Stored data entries
────────────────────

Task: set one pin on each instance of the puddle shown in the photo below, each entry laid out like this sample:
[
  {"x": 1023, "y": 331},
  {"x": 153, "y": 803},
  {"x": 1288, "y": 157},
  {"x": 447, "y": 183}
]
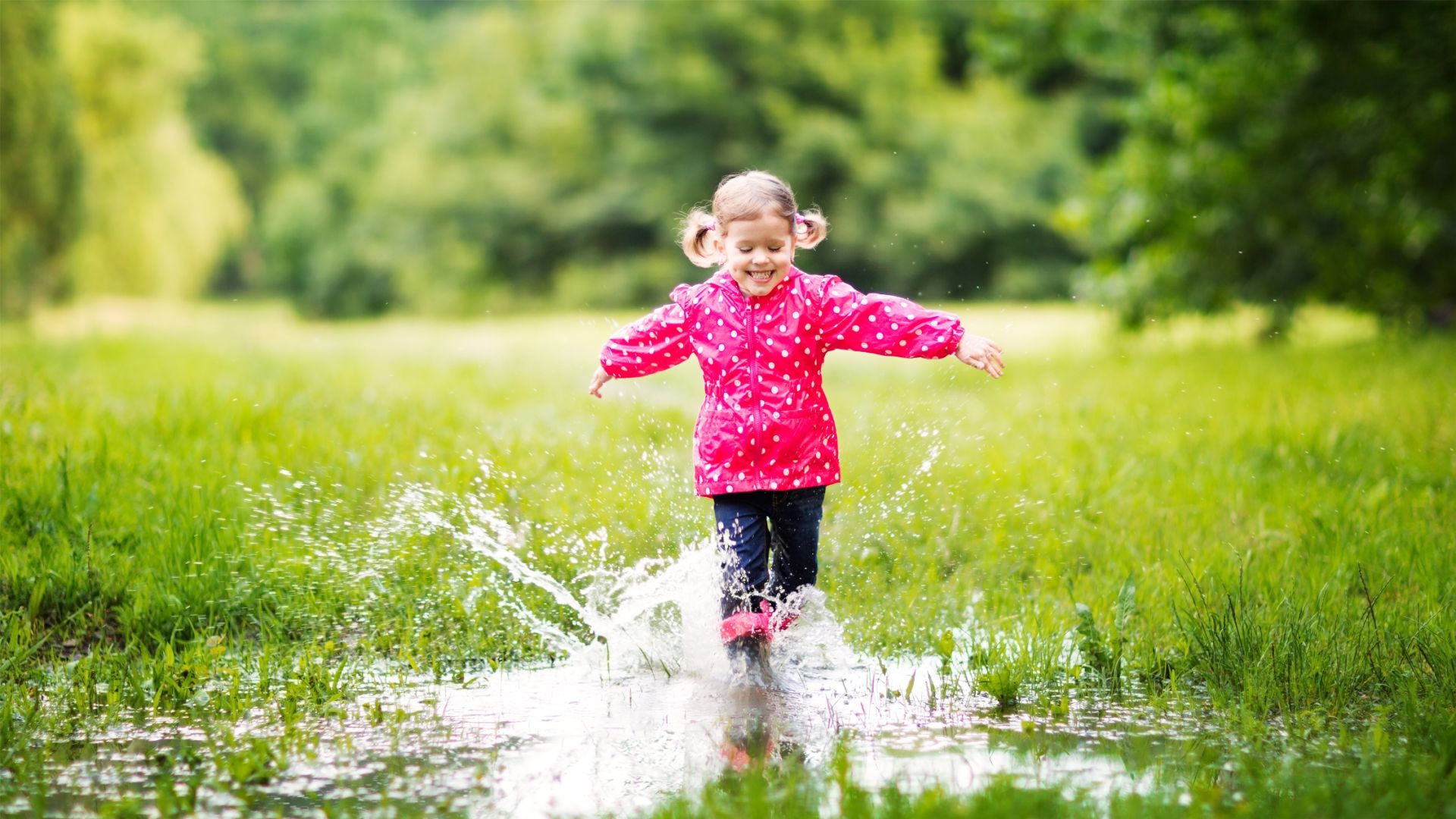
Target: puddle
[{"x": 644, "y": 710}]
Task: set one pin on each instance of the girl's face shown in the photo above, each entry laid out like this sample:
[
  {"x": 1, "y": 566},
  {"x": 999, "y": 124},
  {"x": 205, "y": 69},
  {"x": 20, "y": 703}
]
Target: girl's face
[{"x": 758, "y": 253}]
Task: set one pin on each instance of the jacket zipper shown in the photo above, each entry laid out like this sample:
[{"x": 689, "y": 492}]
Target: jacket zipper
[{"x": 755, "y": 394}]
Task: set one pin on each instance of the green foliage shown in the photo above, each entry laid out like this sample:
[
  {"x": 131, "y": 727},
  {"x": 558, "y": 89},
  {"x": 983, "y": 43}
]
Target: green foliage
[
  {"x": 159, "y": 210},
  {"x": 39, "y": 159},
  {"x": 1283, "y": 515},
  {"x": 1276, "y": 153}
]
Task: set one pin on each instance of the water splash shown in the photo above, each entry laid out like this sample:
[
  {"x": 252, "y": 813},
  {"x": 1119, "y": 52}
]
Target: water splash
[{"x": 639, "y": 704}]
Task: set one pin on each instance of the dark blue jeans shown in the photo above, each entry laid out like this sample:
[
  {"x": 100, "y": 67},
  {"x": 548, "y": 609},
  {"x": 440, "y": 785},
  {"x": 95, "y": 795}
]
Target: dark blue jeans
[{"x": 750, "y": 525}]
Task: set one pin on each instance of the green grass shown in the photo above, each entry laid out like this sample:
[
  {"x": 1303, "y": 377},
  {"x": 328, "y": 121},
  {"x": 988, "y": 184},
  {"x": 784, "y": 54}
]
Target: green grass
[{"x": 1267, "y": 528}]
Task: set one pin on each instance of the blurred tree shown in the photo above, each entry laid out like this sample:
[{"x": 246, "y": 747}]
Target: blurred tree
[
  {"x": 159, "y": 212},
  {"x": 39, "y": 159},
  {"x": 1274, "y": 153}
]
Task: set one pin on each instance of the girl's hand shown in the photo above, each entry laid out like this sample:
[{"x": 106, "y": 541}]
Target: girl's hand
[
  {"x": 981, "y": 353},
  {"x": 598, "y": 381}
]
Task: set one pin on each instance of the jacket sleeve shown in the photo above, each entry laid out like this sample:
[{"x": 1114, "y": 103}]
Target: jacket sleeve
[
  {"x": 886, "y": 325},
  {"x": 650, "y": 344}
]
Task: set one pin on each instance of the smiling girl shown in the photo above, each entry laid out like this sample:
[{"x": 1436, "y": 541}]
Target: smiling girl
[{"x": 764, "y": 445}]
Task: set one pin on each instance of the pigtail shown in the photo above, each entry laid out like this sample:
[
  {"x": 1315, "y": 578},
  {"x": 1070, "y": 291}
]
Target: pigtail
[
  {"x": 810, "y": 228},
  {"x": 696, "y": 238}
]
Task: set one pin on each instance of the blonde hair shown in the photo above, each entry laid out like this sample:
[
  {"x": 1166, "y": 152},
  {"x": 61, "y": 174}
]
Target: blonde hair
[{"x": 746, "y": 196}]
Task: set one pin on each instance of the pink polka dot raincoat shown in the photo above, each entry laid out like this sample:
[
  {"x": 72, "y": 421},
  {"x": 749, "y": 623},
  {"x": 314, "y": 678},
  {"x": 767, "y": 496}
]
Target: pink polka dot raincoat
[{"x": 764, "y": 422}]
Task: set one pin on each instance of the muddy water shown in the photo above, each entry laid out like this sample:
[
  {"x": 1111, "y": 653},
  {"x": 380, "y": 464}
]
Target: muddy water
[{"x": 644, "y": 710}]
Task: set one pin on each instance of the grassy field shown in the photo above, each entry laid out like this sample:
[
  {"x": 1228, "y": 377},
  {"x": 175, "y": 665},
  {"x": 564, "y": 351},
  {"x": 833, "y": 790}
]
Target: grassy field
[{"x": 1264, "y": 531}]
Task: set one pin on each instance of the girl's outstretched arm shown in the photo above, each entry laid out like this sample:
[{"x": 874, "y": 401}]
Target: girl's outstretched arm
[
  {"x": 647, "y": 346},
  {"x": 599, "y": 379},
  {"x": 981, "y": 353},
  {"x": 890, "y": 325}
]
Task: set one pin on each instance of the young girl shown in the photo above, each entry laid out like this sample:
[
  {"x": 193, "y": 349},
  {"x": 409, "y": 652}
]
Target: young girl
[{"x": 764, "y": 444}]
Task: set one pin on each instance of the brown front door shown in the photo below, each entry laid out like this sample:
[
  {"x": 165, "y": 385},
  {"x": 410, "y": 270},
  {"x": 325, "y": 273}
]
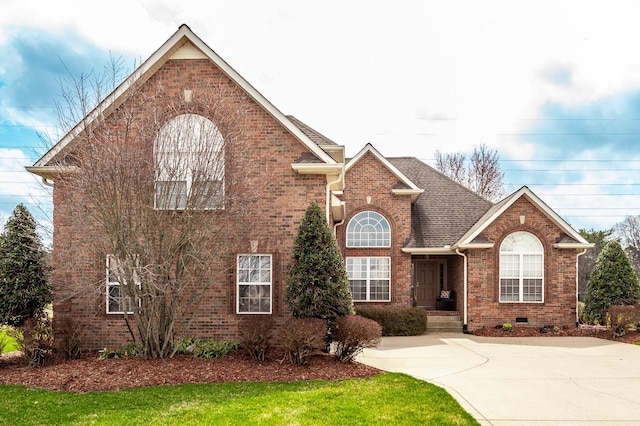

────────────────────

Reproduce each line of the data containing the word "below".

## Response to the exercise
Task: set one pin on each instance of the puddle shown in the photo below, each entry laid out like this sample:
Task: set one pin on each instance of the brown front door shown in the photo below, each entry laid out like this sample:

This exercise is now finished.